_Фрагмент текста_:
((

Но чуть я уселась напротив Бориса Леонидовича за круглым, накрытым белой скатертью столом, в тишине пустой квартиры, в мутном блике картин, – меня сразу охватило чувство усталости и, главное, ненужности моего прихода.

Борис Леонидович надел очки, взял карандаш и бумагу.

Я читала какие-то десять стихотворений, потом поэму.

Прежде чем начать, я просила, чтоб он не был снисходительным – как бывала ко мне и другим, например, Анна Андреевна. С ее высоты всё хорошо.

Заговорили о ней, и в сторону он сказал:

– Стихи ведь непонятно чем измеряются. Ахматова, как и Мандельштам, и Гумилев, думает, что есть «ремесло», «уменье». А я думаю, что. – и он заговорил о глубине и о раскрытии человека, о личности.

Я читала, он помечал что-то на листках.

Я совсем не волновалась. Только мне казалось все ненужным, скучным, и почему-то было все равно, что он скажет.

Он сказал:

– Вот и не правы мы оказались в начале разговора. Те ваши стихи хороши, где не только глубина, а есть и форма, и довоплощенность, и красота.

Такими он назвал «Вишни», «Но пока я туда не войду…», «И все-таки я счастлива…», «В трамвае…», «Свернула в боковую тьму…» – и «Поэму», а в других отмечал отдельные удачи: «Мертвая – равная…», «И зорче мы видим глазами…»94.

Обо всем он говорил доброжелательно и, вероятно, искренне, но во мне совсем не было радости, и я все время думала: «надо, надо бросить стихи».

(Как он сам у Скрябина о музыке95.)

Потом сидели, ели невкусный торт, разговаривали. Мне он казался очень усталым, очень обиженным, замученным. Рассказал о Крученыхе, который пришел его уговаривать написать какое-то заявление, о Зинаиде Николаевне, которая выступает в обычной презренной бабской роли: «ты губишь Леничку» – и пр….Потом говорили о Риме, о христианстве, и меня поразило сходство с Герценом и жаль стало, что он его не знает: такое родство (как у всего великого). Потом о народе, о неверности этой мерки «народ понимает» – «народ не понимает».

Я сказала:

– Лучше бы мериться на Чехова, например. Понял бы Чехов или нет? Потому что Чехов есть орган понимания русского народа – он, а вовсе не пассажир метро.

Он чудно сказал:

– Конечно, все для народа и через него и от него. Но вы правы… А я, когда чувствую себя признанным, когда слышу отклик, – вот тогда я чувствую себя в долгу и хочу уметь в остаток жизни заслужить это незаслуженное мной признание.

))

_Исходные данные_:
((

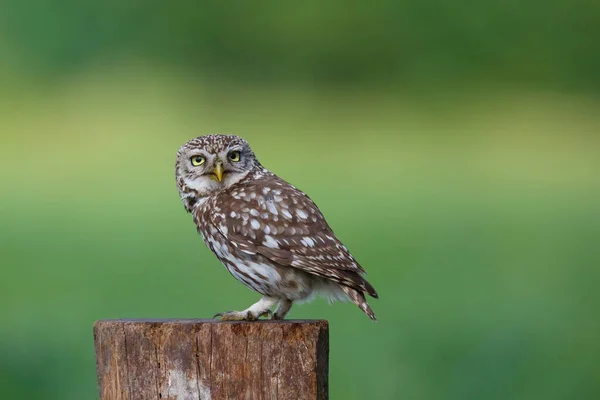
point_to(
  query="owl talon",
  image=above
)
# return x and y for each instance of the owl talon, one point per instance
(242, 316)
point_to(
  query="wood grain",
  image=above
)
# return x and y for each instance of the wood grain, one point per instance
(209, 359)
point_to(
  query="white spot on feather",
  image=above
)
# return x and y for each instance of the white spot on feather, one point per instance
(301, 213)
(270, 242)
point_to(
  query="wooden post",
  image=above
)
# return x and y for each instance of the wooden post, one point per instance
(211, 360)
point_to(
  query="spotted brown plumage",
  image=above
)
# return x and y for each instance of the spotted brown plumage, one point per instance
(268, 234)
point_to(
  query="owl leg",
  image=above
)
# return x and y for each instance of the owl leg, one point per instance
(283, 307)
(261, 308)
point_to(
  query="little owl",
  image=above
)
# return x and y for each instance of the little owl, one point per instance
(269, 235)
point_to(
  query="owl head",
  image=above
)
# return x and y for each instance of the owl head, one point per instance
(211, 163)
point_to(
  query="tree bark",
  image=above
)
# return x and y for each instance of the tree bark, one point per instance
(208, 359)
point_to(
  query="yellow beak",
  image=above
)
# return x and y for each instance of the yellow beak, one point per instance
(218, 172)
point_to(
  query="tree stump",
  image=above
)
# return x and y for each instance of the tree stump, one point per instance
(208, 359)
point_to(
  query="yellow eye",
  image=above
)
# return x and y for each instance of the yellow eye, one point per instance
(234, 156)
(197, 160)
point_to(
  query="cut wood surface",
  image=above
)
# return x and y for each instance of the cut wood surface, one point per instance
(209, 359)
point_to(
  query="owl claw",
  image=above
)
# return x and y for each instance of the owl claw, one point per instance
(242, 316)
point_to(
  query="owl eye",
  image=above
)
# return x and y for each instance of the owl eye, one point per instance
(197, 160)
(234, 156)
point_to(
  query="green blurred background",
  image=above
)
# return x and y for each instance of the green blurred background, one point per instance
(453, 146)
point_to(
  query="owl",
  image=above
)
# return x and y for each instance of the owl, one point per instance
(267, 233)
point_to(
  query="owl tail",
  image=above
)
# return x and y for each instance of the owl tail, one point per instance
(358, 298)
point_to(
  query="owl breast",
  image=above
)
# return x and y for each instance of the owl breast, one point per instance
(253, 270)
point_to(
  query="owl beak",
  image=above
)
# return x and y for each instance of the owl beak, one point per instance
(218, 172)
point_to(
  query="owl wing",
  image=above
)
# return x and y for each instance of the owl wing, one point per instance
(270, 217)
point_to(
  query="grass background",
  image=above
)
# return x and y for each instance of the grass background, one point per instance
(477, 221)
(453, 146)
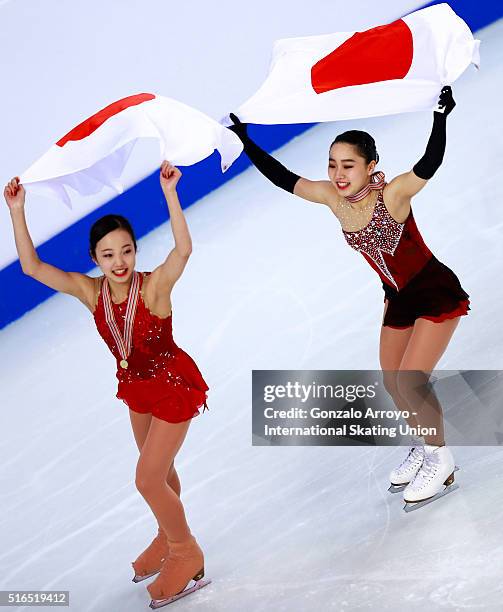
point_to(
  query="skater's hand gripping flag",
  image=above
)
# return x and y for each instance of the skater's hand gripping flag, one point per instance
(95, 152)
(393, 68)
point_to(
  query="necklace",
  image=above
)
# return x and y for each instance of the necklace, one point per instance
(123, 342)
(376, 182)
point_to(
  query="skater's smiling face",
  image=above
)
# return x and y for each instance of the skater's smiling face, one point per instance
(115, 254)
(348, 171)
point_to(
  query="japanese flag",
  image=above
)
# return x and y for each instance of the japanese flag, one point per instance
(393, 68)
(95, 152)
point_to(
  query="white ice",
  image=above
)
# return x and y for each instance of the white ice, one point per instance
(271, 284)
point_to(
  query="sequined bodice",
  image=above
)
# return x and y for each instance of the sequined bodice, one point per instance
(395, 250)
(153, 347)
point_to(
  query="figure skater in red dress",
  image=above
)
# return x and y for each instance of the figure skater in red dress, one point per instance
(423, 297)
(159, 382)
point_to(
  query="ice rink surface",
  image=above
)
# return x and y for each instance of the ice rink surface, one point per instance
(271, 285)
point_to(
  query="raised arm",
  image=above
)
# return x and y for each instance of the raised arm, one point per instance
(321, 192)
(404, 186)
(73, 283)
(164, 277)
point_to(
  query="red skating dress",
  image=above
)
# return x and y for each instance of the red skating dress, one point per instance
(415, 282)
(161, 378)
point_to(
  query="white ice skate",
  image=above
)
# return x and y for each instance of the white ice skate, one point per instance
(434, 479)
(406, 471)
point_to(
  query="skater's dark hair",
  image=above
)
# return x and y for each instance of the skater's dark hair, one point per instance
(104, 226)
(363, 141)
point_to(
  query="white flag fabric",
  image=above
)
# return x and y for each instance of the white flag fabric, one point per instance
(393, 68)
(95, 152)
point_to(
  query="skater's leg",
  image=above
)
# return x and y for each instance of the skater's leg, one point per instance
(427, 344)
(392, 346)
(141, 424)
(425, 347)
(156, 457)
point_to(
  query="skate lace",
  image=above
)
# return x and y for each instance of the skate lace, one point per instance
(413, 456)
(427, 470)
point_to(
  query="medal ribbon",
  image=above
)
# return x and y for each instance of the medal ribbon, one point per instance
(124, 344)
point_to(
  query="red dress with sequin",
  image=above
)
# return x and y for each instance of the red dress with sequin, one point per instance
(415, 282)
(161, 378)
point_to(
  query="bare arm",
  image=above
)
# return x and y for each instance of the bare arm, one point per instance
(164, 277)
(73, 283)
(321, 192)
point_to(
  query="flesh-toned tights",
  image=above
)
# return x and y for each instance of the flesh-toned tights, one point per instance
(156, 479)
(407, 358)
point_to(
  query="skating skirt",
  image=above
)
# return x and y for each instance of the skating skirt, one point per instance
(434, 293)
(173, 396)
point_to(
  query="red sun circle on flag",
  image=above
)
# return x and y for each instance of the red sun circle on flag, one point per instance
(91, 124)
(379, 54)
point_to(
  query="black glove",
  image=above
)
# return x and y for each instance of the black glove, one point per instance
(238, 128)
(265, 163)
(435, 149)
(446, 100)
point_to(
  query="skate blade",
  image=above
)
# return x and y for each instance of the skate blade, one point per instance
(138, 578)
(450, 486)
(196, 585)
(397, 488)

))

_Вопросы и задания_:
**A.** Почему во фрагменте о чтении стихов Борису Леонидовичу предлагается мерить себя Чеховым, а не тем, что «народ понимает»? Ответьте в одном–трех предложениях.
**B.** Ответьте по фрагменту о чтении стихов Борису Леонидовичу:
(i) Что сделал Борис Леонидович, перед тем как слушать стихи?
(ii) Что прочитала рассказчица?
(iii) Что ели после чтения?
Эти данные к заданиям не относятся.

_Ответы_:
**A.** Лучше спрашивать себя, понял бы Чехов или нет, потому что Чехов есть орган понимания русского народа, а вовсе не пассажир метро.

**B.**
(i) Надел очки, взял карандаш и бумагу.
(ii) Какие-то десять стихотворений, потом поэму.
(iii) Невкусный торт.